BRIEF: Find the word "cloud" in the data. Return every line where it appears.

PROVIDED RECORDS:
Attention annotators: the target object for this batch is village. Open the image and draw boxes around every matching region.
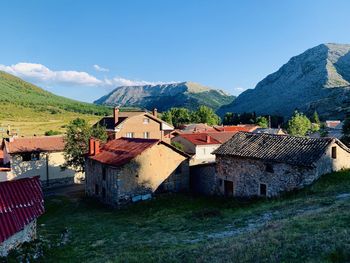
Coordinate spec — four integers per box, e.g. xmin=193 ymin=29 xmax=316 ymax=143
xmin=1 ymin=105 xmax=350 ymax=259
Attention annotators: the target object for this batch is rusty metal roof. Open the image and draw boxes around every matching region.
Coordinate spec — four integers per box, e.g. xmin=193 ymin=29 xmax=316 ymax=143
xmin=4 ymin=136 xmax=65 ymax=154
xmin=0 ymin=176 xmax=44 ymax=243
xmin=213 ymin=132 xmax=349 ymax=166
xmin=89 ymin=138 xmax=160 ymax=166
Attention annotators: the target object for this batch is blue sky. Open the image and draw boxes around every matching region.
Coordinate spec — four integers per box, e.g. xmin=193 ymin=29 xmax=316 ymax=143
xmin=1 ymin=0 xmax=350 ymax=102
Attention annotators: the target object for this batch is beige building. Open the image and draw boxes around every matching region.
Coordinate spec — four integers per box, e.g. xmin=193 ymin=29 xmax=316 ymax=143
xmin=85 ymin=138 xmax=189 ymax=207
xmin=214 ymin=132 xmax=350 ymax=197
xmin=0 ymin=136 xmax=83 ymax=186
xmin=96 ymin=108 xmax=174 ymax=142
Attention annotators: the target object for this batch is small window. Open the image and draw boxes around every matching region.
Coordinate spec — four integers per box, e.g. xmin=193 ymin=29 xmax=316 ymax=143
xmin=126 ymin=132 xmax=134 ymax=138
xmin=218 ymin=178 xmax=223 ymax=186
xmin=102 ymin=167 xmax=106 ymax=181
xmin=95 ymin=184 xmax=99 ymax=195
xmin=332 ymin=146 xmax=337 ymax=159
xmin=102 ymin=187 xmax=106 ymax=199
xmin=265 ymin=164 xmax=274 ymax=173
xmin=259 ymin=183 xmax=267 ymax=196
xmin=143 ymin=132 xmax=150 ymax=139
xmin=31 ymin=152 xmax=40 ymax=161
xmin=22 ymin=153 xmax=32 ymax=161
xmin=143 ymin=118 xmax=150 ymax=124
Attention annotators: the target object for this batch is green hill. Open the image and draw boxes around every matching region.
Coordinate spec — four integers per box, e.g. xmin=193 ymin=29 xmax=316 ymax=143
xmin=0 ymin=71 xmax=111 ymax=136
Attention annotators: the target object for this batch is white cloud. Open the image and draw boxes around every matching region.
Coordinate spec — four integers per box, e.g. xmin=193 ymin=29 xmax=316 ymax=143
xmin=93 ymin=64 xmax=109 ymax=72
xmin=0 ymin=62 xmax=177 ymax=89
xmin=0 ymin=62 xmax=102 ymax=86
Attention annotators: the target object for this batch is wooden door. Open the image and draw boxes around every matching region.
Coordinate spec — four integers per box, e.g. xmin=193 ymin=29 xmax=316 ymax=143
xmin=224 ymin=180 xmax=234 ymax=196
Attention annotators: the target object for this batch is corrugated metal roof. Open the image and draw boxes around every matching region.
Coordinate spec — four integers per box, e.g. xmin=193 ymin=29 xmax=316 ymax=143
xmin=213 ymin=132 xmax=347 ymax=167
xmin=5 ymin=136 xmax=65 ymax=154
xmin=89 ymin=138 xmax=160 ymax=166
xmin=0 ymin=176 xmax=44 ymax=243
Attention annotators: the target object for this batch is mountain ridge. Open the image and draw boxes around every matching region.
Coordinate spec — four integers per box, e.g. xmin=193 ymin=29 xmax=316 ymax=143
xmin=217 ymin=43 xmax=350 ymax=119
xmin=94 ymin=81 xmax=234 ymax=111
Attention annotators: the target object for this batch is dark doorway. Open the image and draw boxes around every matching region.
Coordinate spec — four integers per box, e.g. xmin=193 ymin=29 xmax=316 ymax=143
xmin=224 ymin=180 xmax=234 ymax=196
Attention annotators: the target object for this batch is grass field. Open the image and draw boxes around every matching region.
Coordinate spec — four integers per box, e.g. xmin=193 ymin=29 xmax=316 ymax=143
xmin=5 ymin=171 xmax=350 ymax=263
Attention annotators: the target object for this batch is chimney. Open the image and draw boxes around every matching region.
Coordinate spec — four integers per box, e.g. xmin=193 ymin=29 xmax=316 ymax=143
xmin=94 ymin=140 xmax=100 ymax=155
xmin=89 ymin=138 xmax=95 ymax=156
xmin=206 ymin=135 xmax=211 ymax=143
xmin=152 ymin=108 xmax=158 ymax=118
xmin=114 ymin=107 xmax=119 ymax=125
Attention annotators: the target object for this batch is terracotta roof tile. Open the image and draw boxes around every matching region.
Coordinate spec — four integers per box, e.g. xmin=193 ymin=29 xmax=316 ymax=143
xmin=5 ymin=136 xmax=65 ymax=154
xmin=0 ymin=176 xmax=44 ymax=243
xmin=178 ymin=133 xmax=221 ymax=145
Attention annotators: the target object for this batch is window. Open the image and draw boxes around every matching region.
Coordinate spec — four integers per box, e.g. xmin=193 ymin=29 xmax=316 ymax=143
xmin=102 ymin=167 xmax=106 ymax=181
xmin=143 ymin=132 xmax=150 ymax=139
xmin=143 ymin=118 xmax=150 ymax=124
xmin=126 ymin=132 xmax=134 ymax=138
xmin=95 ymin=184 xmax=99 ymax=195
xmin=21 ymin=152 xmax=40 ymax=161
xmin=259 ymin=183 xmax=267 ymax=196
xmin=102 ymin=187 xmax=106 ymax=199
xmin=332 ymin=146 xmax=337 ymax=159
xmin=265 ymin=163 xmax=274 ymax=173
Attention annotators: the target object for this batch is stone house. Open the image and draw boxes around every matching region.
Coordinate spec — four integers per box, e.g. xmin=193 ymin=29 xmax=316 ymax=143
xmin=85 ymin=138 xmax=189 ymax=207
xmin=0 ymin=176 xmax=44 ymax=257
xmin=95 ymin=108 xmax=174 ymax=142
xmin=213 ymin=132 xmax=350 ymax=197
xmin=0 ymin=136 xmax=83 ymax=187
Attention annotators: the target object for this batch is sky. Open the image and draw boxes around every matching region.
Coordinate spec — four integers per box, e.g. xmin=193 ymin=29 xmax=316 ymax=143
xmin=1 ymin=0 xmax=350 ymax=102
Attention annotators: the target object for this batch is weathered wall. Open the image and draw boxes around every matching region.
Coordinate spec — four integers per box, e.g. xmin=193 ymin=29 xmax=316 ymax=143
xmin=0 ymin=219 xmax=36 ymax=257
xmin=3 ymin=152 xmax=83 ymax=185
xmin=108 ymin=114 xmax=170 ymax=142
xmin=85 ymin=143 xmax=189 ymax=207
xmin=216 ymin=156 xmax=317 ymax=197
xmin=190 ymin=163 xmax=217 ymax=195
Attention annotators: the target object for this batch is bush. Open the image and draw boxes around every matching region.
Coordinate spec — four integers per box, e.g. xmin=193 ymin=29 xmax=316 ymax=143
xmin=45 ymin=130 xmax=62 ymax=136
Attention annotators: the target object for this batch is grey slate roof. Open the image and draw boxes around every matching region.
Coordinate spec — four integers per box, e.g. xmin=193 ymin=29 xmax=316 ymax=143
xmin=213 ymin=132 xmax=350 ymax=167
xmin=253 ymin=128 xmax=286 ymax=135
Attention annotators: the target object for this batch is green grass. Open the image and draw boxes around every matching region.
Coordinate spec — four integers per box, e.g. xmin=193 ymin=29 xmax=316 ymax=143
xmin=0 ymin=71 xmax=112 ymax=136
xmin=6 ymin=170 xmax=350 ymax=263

==

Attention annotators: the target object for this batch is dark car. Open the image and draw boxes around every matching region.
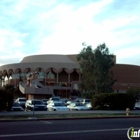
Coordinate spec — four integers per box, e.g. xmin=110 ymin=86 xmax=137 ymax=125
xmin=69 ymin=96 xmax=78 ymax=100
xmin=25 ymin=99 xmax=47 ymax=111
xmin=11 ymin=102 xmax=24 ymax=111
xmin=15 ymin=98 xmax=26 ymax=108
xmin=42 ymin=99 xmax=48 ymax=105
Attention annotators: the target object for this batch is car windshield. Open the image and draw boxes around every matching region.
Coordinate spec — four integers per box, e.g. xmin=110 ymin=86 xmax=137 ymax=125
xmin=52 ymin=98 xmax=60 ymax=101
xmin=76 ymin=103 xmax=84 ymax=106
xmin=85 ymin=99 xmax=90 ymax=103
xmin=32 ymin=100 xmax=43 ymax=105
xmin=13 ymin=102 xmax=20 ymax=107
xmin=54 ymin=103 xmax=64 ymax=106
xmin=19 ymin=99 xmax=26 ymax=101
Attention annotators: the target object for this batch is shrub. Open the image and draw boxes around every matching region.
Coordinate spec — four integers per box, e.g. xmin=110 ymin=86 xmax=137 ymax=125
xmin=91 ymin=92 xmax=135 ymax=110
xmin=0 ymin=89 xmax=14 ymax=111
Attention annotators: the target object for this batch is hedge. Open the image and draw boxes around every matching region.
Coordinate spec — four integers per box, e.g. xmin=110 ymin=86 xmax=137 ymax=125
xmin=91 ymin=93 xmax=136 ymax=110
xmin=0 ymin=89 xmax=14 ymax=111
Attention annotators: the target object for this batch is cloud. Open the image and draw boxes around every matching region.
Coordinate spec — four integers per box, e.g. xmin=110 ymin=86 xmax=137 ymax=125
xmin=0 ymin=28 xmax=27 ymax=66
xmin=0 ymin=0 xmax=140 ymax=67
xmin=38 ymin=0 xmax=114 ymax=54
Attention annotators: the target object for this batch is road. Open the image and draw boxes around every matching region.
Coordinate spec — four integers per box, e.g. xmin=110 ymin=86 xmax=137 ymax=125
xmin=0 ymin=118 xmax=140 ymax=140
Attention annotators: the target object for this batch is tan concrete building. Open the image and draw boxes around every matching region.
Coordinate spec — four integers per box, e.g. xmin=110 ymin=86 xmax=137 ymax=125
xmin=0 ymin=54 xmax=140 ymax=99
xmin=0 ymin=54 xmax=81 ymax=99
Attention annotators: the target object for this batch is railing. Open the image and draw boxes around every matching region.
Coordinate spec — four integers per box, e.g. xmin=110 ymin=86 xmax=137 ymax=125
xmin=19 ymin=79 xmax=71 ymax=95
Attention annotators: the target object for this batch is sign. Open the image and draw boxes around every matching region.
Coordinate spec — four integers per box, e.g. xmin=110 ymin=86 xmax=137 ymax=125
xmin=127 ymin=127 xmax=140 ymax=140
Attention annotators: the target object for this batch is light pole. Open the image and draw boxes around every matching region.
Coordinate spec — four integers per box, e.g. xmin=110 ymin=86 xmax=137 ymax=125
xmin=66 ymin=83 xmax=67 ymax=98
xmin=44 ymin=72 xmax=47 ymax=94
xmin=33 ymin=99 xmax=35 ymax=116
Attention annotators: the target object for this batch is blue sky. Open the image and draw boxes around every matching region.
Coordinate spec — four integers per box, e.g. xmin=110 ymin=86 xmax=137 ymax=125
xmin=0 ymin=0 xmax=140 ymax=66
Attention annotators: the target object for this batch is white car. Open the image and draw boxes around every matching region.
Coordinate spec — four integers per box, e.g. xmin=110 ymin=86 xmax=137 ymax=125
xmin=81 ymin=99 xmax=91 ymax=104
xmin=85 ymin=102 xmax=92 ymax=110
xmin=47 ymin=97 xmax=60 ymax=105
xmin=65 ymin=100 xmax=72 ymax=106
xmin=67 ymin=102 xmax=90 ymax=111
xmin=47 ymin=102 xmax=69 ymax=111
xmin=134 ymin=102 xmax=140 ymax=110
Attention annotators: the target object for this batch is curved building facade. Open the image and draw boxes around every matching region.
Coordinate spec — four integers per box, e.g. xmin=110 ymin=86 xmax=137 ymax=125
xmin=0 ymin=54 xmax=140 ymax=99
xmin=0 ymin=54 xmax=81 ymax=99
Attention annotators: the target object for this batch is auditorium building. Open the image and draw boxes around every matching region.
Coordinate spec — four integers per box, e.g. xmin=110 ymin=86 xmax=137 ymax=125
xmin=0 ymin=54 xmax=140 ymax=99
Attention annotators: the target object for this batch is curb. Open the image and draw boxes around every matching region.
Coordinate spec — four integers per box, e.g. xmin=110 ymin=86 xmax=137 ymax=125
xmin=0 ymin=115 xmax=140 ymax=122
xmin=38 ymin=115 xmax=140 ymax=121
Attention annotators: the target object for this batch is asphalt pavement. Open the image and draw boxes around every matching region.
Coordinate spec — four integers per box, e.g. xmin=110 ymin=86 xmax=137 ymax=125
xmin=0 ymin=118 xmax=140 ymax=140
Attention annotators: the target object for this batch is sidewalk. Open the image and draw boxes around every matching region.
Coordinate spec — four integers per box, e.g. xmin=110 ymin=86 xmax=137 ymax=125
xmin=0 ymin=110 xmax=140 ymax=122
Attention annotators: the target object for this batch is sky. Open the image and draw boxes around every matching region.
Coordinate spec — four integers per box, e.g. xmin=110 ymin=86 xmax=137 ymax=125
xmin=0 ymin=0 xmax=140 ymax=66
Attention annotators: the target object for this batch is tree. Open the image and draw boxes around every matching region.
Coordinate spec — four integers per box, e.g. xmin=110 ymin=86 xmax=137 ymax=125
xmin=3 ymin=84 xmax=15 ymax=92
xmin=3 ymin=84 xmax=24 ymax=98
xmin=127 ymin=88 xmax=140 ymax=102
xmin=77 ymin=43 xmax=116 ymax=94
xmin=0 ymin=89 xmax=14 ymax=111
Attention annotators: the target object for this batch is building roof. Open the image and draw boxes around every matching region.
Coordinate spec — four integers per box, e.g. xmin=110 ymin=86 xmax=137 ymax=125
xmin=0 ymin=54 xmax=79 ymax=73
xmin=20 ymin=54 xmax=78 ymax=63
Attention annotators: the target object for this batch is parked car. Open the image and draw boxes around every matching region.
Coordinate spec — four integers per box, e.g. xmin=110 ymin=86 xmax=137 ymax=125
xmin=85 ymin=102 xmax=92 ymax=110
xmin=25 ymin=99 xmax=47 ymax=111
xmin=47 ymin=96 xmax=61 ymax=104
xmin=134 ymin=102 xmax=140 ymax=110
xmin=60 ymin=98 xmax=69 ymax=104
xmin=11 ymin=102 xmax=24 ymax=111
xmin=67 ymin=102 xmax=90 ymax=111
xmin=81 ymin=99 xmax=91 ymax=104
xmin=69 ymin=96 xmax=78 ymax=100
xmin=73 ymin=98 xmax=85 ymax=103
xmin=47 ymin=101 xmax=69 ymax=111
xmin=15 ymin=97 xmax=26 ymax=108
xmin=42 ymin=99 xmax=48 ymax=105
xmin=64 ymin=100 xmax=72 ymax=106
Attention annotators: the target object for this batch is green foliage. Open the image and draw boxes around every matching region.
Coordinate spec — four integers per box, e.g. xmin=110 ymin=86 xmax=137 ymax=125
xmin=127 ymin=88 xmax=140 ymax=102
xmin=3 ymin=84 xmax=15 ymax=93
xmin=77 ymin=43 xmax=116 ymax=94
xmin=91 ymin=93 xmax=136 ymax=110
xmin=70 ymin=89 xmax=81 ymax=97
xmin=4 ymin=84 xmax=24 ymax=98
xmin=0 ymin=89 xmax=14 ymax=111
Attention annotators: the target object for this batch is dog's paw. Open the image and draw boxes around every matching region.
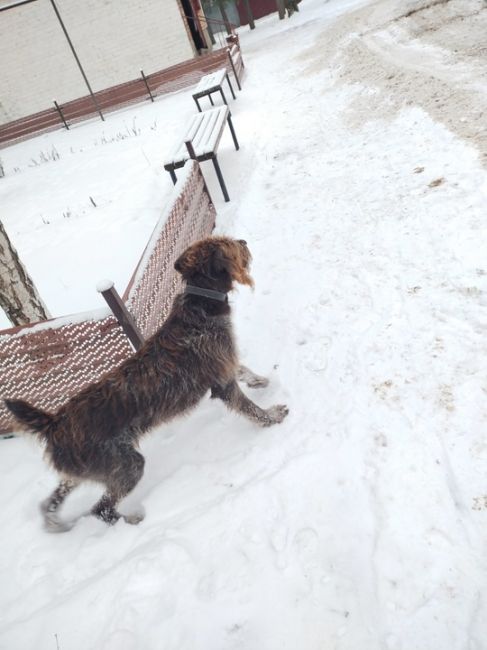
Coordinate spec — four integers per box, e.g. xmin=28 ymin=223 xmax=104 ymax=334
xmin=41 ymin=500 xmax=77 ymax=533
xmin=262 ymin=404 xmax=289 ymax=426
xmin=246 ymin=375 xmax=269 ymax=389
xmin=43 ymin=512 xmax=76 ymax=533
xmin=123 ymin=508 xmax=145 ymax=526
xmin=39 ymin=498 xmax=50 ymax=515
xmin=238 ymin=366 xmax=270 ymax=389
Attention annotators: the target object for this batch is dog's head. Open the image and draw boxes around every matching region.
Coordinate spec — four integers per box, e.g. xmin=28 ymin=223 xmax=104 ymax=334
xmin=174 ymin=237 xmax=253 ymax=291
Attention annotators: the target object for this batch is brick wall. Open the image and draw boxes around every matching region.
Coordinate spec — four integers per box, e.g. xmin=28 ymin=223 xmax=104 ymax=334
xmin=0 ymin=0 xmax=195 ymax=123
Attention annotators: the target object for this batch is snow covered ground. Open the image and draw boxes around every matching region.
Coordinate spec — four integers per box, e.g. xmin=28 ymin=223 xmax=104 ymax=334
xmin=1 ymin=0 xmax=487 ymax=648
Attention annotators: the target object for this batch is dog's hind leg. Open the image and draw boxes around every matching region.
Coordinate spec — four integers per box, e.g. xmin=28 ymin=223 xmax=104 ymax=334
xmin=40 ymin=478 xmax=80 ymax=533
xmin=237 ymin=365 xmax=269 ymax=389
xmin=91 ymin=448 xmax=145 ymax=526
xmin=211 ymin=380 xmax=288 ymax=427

ANSWER TO THIS EXERCISE:
Attention annotators: the target object for this batch is white cloud. Open the image and draw boxes around every matching region.
Attention annotators: the target object for this batch is cloud. Open the image and draw boxes around every matching region.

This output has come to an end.